## Zadania
- A) Proszę przepisać dokładnie fragment tekstu o sprawie producentów amfetaminy, od słów "Pozostali oskarżeni to" do słów "175 litrów) BMK.", łącznie z nimi.
- B) Ile BMK wyprodukowano według tekstu o sprawie producentów amfetaminy?

Sprawa producentów amfetaminy

Prokuratura oskarża 43-letniego warszawiaka Artura W. z wykształcenia dr inż. chemii.

Anonim

Kategorie

Źródło

Gazeta Wyborcza Białystok

Odsłony

4452
Oficjalnie produkowali perfumy, nieoficjalnie BMK - półprodukt do wytwarzania amfetaminy. Wpadli przed rokiem. O produkcję i rozprowadzanie BMK, a także udział w zorganizowanej grupie przestępczej oskarża białostocka Prokuratura Okręgowa pięciu mężczyzn.
Głównym oskarżonym jest 43-letni warszawiak Artur W. z wykształcenia dr inż. chemii. Jak twierdzi prokuratura doskonale znał się na polskim narkotykowym rynku. W jego mieszkaniu policja znalazła szczegółowe zapiski, dotyczące produkcji amfetaminy i innych narkotyków oraz dokładną kalkulację produkcji BMK i osiąganych z tego zysków.
Pozostali oskarżeni to trzej mieszkańcy okolic Giżycka, zatrudnieni jako robotnicy i mechanicy linii technologicznej oraz Marek K., 47-letni mieszkaniec podwarszawskiej miejscowości. Do jego zadań należała organizacja produkcji i sprzedaż wyprodukowanego (nie mniej niż 175 litrów) BMK.

Chemik wie lepiej?

Wpisy wybrane ze zbioru:
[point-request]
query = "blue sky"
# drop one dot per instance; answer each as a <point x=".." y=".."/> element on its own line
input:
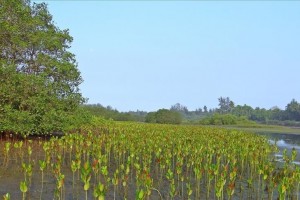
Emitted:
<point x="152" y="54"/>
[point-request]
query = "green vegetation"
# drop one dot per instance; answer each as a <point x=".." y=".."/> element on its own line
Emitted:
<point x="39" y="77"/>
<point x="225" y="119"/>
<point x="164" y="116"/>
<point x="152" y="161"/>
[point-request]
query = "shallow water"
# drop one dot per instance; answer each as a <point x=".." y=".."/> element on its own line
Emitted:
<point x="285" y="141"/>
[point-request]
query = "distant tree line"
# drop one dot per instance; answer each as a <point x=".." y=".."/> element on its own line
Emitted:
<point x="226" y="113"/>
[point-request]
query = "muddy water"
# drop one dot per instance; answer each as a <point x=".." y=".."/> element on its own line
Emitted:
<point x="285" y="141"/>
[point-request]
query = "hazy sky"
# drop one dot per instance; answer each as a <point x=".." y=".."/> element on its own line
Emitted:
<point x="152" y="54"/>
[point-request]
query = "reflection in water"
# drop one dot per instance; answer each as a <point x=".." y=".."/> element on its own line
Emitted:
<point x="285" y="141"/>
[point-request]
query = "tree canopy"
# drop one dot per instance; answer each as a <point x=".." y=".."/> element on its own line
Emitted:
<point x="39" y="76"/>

## Odpowiedzi
- A)
Pozostali oskarżeni to trzej mieszkańcy okolic Giżycka, zatrudnieni jako robotnicy i mechanicy linii technologicznej oraz Marek K., 47-letni mieszkaniec podwarszawskiej miejscowości. Do jego zadań należała organizacja produkcji i sprzedaż wyprodukowanego (nie mniej niż 175 litrów) BMK.

- B) Nie mniej niż 175 litrów.